> _Work instruction_: Pull every line from the records that has the word "chrome" in it.

> _Provided records_:

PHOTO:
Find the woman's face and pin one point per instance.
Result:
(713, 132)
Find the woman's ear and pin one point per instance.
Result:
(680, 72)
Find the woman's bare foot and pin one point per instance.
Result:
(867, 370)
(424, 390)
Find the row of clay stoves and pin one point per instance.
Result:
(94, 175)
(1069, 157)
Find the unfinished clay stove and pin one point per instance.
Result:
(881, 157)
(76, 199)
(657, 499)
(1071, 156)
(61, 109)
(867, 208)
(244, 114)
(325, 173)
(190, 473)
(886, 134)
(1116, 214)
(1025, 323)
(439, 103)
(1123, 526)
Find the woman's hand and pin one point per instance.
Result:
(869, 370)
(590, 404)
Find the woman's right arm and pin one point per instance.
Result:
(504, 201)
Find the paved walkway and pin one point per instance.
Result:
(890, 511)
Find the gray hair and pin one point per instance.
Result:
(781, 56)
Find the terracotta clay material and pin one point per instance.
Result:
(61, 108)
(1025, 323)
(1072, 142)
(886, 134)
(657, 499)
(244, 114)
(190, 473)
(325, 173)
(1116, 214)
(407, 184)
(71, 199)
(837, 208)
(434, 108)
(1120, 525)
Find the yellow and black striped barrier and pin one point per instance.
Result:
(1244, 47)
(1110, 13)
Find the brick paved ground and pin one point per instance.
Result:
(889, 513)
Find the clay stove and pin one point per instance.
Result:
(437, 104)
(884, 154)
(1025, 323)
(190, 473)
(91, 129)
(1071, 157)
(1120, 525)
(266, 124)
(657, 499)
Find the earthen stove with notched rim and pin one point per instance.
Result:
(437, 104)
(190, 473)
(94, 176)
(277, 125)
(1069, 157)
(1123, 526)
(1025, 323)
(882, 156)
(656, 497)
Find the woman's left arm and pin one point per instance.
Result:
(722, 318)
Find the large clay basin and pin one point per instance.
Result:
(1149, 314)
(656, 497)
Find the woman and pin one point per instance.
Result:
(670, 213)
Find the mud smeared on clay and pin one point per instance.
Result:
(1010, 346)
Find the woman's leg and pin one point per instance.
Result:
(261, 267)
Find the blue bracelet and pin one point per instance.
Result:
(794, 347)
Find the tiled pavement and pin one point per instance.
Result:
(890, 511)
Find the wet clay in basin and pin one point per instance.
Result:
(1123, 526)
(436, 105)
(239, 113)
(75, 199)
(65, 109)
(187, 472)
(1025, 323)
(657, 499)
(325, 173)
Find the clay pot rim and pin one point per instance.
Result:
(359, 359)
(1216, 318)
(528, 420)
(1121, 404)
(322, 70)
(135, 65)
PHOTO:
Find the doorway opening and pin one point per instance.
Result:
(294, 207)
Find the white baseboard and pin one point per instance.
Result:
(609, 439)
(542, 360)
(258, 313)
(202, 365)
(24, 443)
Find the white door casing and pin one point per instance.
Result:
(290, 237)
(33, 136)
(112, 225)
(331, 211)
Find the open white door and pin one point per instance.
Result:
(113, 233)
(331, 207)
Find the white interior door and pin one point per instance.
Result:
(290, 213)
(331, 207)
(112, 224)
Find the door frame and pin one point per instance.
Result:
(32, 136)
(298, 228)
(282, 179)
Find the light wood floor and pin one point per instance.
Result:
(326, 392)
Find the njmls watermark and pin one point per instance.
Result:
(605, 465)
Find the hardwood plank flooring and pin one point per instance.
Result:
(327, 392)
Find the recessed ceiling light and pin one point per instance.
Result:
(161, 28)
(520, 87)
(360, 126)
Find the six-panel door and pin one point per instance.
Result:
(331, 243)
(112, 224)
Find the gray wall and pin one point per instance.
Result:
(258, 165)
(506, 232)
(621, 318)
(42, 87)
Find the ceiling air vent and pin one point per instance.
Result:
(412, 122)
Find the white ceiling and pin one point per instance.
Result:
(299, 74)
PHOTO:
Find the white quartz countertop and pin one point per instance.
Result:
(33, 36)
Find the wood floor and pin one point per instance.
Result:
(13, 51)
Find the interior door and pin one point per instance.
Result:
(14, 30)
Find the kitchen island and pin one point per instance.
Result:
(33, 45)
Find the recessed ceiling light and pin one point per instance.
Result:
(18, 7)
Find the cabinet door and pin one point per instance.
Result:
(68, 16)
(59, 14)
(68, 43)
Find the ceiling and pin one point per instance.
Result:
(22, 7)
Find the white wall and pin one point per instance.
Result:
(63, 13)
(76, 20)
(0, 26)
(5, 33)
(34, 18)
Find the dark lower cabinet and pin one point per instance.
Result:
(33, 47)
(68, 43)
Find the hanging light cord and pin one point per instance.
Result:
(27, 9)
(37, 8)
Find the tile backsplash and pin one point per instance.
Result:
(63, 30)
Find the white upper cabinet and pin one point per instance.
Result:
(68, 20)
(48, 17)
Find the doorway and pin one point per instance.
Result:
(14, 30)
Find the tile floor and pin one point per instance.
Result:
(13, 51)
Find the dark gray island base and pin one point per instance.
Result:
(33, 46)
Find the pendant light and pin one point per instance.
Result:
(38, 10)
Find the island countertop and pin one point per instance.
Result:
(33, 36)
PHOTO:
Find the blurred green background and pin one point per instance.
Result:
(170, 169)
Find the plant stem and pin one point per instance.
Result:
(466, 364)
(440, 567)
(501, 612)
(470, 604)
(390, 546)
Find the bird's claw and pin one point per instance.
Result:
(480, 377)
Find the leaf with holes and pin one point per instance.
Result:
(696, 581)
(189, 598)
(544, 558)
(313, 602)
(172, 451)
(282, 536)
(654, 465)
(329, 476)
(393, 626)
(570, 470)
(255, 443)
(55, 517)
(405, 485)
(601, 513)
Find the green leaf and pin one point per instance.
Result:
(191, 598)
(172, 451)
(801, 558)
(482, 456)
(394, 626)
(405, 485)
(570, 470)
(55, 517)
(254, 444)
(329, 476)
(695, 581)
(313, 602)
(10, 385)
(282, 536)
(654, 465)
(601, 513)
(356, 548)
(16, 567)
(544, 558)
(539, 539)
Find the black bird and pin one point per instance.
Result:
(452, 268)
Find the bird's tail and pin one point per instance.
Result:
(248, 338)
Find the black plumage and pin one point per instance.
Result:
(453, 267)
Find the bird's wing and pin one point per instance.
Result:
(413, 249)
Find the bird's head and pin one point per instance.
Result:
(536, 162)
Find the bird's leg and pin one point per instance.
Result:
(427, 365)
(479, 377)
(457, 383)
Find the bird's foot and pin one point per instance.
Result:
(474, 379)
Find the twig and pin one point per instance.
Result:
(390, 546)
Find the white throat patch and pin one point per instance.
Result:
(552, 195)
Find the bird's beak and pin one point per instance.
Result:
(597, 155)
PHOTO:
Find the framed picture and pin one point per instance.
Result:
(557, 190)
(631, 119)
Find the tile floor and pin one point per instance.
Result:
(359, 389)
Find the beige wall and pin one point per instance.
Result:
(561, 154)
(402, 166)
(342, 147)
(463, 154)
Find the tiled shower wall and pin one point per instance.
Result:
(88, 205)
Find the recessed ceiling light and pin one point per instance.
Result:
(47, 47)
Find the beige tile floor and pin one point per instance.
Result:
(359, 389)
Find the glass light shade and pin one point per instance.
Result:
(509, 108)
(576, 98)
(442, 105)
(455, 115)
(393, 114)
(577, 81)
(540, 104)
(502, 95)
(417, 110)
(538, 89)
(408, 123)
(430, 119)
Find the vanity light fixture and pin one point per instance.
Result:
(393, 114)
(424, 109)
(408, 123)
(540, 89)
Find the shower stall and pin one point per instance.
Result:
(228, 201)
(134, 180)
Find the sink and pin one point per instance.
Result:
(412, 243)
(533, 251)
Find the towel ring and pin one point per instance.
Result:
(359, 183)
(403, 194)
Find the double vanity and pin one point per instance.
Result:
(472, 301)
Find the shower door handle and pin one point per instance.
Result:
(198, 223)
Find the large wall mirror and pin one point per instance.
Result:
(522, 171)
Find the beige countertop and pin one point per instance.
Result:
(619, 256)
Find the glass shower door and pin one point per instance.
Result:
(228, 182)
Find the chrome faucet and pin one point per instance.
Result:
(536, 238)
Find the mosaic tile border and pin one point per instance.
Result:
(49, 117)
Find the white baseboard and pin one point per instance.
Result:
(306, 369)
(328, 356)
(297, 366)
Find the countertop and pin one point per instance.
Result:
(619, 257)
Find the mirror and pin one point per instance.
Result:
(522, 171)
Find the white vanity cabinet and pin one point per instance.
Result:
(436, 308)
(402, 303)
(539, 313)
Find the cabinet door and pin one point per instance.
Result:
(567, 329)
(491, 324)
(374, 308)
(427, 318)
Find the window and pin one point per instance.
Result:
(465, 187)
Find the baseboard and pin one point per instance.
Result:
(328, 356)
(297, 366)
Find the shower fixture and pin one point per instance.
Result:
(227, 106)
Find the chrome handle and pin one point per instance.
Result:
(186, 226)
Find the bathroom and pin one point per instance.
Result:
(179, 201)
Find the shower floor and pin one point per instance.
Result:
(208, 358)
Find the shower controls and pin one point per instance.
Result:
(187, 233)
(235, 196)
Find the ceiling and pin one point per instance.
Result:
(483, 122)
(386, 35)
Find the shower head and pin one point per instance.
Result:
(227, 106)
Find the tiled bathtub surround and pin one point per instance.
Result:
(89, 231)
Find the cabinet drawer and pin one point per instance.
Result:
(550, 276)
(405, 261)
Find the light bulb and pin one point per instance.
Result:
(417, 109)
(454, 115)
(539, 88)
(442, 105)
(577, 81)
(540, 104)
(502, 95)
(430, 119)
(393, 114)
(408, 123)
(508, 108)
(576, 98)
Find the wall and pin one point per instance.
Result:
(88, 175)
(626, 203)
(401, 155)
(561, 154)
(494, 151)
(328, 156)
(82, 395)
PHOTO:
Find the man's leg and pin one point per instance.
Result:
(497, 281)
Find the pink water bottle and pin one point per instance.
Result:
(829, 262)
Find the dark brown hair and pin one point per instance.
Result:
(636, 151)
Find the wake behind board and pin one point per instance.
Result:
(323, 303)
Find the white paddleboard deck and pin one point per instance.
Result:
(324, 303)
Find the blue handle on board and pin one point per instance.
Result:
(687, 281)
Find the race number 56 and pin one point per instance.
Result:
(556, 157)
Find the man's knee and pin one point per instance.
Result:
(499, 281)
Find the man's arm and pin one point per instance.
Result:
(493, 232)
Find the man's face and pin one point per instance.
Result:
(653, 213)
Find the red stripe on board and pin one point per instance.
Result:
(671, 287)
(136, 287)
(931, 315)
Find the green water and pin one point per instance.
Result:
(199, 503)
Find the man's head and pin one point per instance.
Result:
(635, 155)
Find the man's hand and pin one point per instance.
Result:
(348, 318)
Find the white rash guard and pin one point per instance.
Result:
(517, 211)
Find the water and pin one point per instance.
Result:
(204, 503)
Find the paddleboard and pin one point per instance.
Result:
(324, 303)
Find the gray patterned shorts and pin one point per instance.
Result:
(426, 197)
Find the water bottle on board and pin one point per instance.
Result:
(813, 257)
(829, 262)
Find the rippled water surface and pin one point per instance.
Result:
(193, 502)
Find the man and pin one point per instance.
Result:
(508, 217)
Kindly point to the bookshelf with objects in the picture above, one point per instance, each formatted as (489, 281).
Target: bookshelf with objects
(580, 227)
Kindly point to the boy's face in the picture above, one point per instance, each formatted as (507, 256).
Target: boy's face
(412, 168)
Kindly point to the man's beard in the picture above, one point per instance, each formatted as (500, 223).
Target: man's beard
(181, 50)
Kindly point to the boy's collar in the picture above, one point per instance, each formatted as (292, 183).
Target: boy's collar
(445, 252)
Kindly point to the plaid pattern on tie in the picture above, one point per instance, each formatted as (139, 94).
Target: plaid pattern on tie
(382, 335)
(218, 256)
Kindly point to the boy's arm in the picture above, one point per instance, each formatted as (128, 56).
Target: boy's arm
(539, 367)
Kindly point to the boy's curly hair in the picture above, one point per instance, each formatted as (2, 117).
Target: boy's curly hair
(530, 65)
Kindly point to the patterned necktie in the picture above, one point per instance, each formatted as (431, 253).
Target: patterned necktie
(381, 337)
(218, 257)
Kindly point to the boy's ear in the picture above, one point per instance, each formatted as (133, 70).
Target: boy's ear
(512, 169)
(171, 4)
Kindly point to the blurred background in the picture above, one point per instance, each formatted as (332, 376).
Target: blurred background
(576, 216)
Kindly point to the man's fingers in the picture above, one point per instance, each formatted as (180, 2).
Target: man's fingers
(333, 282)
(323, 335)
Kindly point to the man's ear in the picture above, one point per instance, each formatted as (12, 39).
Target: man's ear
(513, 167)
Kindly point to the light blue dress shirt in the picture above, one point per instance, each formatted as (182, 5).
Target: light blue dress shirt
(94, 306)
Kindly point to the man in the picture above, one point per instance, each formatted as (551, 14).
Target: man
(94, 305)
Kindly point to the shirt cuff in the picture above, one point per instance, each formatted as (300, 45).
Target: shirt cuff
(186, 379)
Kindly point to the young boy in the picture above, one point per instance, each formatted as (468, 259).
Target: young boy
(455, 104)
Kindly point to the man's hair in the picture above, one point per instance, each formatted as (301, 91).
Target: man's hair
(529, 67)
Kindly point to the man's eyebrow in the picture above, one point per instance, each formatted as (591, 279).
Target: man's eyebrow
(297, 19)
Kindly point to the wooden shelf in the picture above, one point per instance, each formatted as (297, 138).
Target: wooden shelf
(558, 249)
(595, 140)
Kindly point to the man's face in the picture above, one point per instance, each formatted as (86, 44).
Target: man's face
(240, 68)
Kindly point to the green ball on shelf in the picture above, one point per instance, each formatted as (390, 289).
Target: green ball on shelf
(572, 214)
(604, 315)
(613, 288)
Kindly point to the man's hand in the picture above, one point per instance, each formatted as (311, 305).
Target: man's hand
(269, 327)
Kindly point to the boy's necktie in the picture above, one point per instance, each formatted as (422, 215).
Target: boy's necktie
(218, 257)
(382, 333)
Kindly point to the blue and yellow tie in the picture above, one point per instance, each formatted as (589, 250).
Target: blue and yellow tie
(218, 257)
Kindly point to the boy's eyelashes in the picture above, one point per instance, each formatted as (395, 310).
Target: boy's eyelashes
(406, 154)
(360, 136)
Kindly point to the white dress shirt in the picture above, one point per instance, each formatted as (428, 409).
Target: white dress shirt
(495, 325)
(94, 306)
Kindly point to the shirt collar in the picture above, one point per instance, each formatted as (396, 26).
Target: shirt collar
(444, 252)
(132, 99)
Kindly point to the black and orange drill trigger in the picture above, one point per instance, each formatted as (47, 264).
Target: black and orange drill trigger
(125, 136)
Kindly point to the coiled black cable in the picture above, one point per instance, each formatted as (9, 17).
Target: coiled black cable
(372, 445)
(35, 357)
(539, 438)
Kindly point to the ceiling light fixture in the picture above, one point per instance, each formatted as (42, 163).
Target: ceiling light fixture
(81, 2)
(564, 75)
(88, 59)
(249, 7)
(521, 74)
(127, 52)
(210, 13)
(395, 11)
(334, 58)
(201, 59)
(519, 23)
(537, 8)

> _Problem solution_:
Find the chrome faucet and pin one point per instance.
Find the chrome handle and pin one point per instance.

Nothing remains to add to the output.